**WORK REQUEST:** Please decide whether each statement below agrees with the article on the House District 71 race, answering yes or no and quoting the article's deciding words. 1. Will Robinson is seeking a second term. 2. Andy Mele's Friday night fundraiser will be held in person. 3. Margaret Good currently serves with Robinson in the Legislature.

**EXCERPT PROVIDED:**
= Beginning of Section =

Will Robinson, Andy Mele both broadcast confidence in HD 71
Will Robinson, Andy Mele

Robinson Mele
The incumbent sports a near 20-to-1 fundraising advantage.

Democrat Andy Mele faces a near-20-to-1 fundraising disadvantage against an incumbent. But he’s feeling alright about his chances in House District 71. “I’m feeling cautiously optimistic,” he said.

He faces Rep. Will Robinson, a Bradenton Republican who vied last year for Speaker of the House. Robinson, for his part, feels little stress running for a second term.

“I feel outstanding,” he said. “We seem to be connecting well with voters, but it’s obviously a very different environment than two years ago.”

Through Oct. 2, Robinson had $99,299 in cash on hand to spend in the last month of the campaign. Mele had $5,9871.

The Democrat hopes to build up a little more at a virtual fundraiser Friday night with Sarasota Democratic and Republican leaders. It will have a couple musical guests and a drop-in from Congressional candidate Margaret Good, who currently serves with Robinson in the Legislature.

Robinson said he’s been busy reaching voters. He’s held a couple events, all with proper social distancing and safety measures in place to limit COVID-19 risk. He feels confident in the record he can tout after his first two years in office.

= End of Section =

**DATA PROVIDED:**
= Beginning of Section =

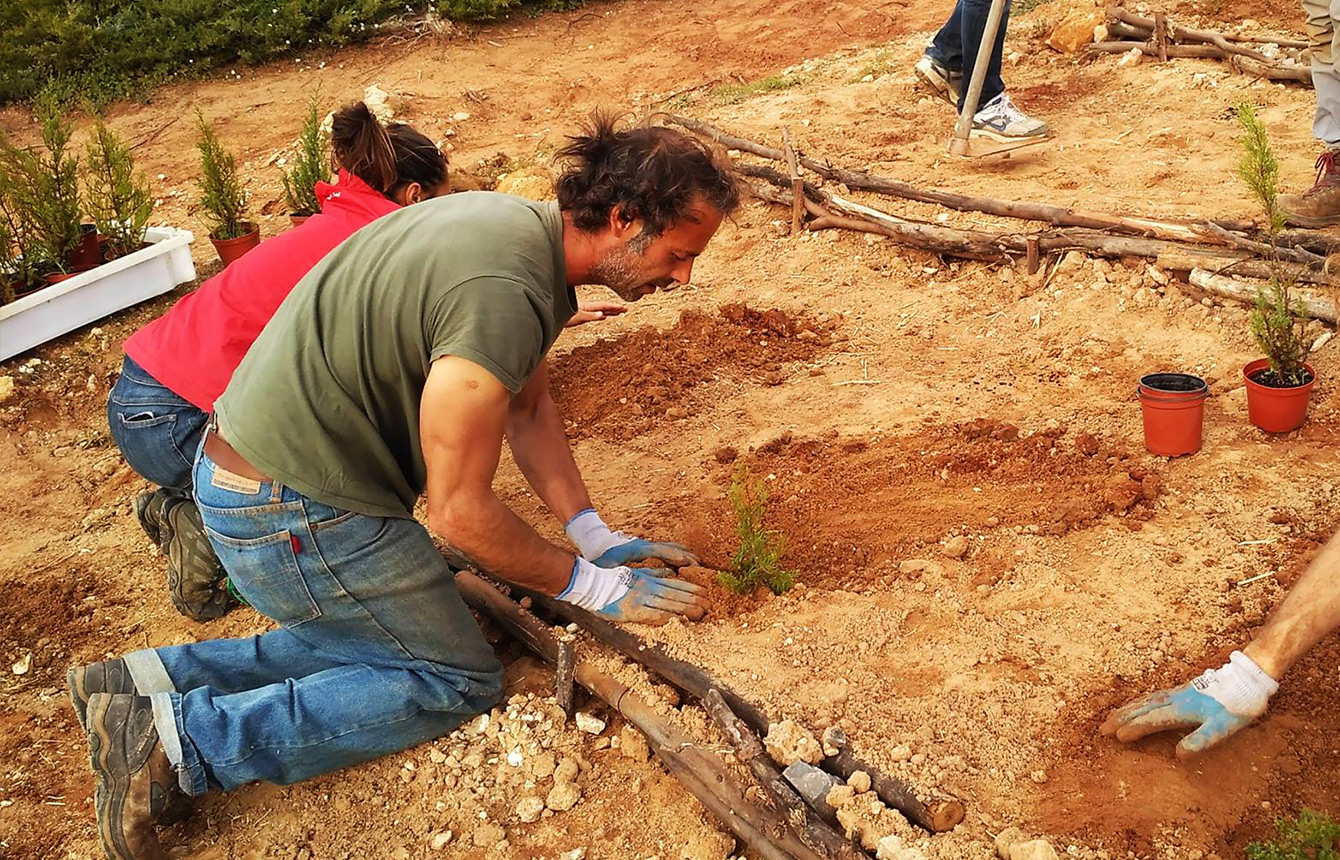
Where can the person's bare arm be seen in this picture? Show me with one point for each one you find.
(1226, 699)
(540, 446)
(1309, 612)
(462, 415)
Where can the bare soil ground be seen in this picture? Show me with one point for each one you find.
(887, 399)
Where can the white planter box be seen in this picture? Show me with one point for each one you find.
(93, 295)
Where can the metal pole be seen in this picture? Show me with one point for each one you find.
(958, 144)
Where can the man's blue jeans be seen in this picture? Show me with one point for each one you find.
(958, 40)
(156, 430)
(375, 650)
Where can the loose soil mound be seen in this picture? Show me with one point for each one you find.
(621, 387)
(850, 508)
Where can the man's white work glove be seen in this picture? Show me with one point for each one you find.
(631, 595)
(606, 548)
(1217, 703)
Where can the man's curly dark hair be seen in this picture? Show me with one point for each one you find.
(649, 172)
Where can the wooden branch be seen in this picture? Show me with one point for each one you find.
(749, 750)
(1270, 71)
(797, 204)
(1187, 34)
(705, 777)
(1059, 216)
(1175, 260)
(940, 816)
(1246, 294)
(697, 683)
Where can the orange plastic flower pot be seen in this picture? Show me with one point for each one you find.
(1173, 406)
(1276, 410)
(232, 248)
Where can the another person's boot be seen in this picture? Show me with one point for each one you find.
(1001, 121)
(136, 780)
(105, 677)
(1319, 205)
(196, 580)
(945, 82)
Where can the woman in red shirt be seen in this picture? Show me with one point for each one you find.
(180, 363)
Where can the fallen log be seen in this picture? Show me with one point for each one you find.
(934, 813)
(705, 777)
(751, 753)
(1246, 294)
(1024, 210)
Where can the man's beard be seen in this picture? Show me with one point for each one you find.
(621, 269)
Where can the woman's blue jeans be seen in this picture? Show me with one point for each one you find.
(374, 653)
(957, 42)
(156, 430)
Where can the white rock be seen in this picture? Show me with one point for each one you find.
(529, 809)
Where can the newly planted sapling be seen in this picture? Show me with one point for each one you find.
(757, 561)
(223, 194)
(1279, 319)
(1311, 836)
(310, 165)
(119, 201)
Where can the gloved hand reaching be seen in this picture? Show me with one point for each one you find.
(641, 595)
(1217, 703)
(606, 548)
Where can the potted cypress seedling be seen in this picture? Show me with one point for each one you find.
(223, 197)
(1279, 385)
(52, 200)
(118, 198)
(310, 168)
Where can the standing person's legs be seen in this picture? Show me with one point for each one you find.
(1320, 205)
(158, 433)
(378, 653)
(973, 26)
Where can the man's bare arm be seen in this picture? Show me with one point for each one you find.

= End of Section =

**TASK OUTPUT:**
1. Yes: "Robinson, for his part, feels little stress running for a second term."
2. No: "The Democrat hopes to build up a little more at a virtual fundraiser Friday night"
3. Yes: "who currently serves with Robinson in the Legislature."